* start Source passage *

# Badass Malazan Quote of the Day



## Chris (Apr 24, 2007)

"Show me a mortal who is not pursued, and I'll show you a corpse. Every hunter is hunted, every mind that knows itself has stalkers. We drive and are driven. The unknown pursues the ignorant, the truth assails every scholar wise enough to know his own ignorance. We do naught but scratch the surface of the world, frail and fraught. Every vast drama of civilizations, of people with their certainties and gestures, means nothing, affects nothing. Life crawls on, ever on.

It's the ignorant who find a cause and cling to it, for within that is the illusion of significance. Faith, a king, queen or Emperor, or vengeance... All the bastion of fools."


----------



## The Dark Wolf (Apr 24, 2007)

Fuckin' Chris.

All that shit is pretty true, though. The last line makes me think of Carl Rove/George Bush, strangely enough.

Ok, I've got one for you. It's not Malazan, but it made me think of this. "Show me a hero and I'll write you a tragedy." - F. Scott Fitzgerald


----------



## sakeido (Apr 24, 2007)

"Urugal, witness!"


----------



## the.godfather (Apr 25, 2007)

Sounds fuckin' awesome.  

I *must* start reading these books asap.


----------



## Chris (Apr 25, 2007)

The Dark Wolf said:


> Fuckin' Chris.



I had a Doctor's appointment yesterday (4 fuckin' hours in the waiting room ) and grabbed the wrong book on the way out the door (DG). Since I was there, I figured I'd re-read the whole Chain of Dogs section because it kicked so much ass.


----------



## the.godfather (Apr 25, 2007)

DG is the second in the trilogy right?


----------



## The Dark Wolf (Apr 25, 2007)

Chris said:


> I had a Doctor's appointment yesterday (4 fuckin' hours in the waiting room ) and grabbed the wrong book on the way out the door (DG). Since I was there, I figured I'd re-read the whole Chain of Dogs section because it kicked so much ass.



4 hours, holy schmoly! That's just nuts.

Yeah, I always take books to stuff like that as well. Boredom is like arsenic to me. Bleah.



the.godfather said:


> DG is the second in the trilogy right?

* end Source passage *
* start Data entries *

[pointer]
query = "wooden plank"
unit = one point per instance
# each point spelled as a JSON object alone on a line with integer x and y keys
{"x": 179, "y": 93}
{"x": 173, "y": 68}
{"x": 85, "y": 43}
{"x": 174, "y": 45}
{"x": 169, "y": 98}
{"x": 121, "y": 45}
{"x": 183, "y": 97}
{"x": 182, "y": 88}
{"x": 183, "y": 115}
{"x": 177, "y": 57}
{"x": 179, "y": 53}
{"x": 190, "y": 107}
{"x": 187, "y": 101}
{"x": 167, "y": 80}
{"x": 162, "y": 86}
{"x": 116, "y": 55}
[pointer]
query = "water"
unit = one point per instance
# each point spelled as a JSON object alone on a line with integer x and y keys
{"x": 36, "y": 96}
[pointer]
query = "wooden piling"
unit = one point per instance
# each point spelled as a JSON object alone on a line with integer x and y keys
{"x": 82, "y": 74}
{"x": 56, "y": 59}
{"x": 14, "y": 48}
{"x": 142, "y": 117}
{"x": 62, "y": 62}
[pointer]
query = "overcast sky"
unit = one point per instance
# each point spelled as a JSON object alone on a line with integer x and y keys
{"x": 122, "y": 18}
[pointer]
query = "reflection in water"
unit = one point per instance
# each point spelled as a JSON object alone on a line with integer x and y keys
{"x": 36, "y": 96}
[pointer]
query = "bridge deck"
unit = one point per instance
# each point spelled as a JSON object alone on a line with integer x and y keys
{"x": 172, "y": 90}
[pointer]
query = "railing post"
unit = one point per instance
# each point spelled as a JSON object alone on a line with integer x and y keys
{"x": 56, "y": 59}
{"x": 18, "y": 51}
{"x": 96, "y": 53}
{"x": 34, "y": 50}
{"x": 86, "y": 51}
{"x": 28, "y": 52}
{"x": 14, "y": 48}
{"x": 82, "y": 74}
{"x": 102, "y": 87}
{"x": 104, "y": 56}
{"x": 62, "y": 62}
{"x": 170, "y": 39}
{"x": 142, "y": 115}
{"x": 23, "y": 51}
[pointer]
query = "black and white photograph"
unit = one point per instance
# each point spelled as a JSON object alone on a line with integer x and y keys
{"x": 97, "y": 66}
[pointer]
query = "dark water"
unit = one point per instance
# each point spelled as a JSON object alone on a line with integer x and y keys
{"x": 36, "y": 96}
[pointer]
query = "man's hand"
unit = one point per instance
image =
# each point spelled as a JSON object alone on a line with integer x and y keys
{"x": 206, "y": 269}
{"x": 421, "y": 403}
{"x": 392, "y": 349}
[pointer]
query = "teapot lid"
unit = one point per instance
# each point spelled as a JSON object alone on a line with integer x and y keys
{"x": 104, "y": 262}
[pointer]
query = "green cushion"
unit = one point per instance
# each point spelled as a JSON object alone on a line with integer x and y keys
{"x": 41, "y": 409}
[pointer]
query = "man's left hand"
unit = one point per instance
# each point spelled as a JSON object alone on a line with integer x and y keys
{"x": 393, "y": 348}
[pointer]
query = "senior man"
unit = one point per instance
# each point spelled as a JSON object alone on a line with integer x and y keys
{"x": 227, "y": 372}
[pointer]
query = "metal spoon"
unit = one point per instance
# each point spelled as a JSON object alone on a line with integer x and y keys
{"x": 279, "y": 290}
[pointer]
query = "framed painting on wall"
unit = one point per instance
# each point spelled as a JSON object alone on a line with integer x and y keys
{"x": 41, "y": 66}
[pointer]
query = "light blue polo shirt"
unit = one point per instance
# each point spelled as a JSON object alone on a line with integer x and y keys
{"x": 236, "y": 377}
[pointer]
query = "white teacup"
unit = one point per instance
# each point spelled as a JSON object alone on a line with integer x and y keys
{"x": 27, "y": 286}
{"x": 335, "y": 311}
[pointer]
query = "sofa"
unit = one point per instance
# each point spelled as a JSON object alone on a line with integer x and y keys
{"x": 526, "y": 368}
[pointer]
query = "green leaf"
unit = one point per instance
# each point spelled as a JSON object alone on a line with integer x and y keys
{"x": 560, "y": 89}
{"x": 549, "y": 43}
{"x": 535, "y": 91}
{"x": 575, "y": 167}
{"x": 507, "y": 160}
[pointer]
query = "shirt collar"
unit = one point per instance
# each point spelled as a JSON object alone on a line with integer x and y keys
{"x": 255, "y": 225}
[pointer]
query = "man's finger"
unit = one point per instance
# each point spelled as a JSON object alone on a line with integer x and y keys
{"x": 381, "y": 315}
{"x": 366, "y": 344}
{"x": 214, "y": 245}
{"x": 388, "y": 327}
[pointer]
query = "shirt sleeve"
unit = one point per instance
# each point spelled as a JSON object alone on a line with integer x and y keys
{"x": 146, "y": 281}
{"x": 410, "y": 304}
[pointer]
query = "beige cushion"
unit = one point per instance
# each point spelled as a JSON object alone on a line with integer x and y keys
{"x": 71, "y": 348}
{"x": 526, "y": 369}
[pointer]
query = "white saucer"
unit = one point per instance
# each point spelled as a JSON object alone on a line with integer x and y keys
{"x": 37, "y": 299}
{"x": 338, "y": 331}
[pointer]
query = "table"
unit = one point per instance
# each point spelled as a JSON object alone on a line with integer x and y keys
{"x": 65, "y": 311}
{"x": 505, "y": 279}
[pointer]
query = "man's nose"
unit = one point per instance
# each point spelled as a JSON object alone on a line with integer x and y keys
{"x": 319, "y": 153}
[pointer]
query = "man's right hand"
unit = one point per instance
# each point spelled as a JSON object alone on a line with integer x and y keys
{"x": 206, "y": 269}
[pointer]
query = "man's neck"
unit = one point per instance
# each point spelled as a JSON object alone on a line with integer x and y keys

* end Data entries *

§ What is needed
In the Malazan quote thread, how long does Chris say he spent in the waiting room at his doctor's appointment? The lines are separate material, unconnected to the Malazan quote thread.

§ Answer to the exercise
Four hours.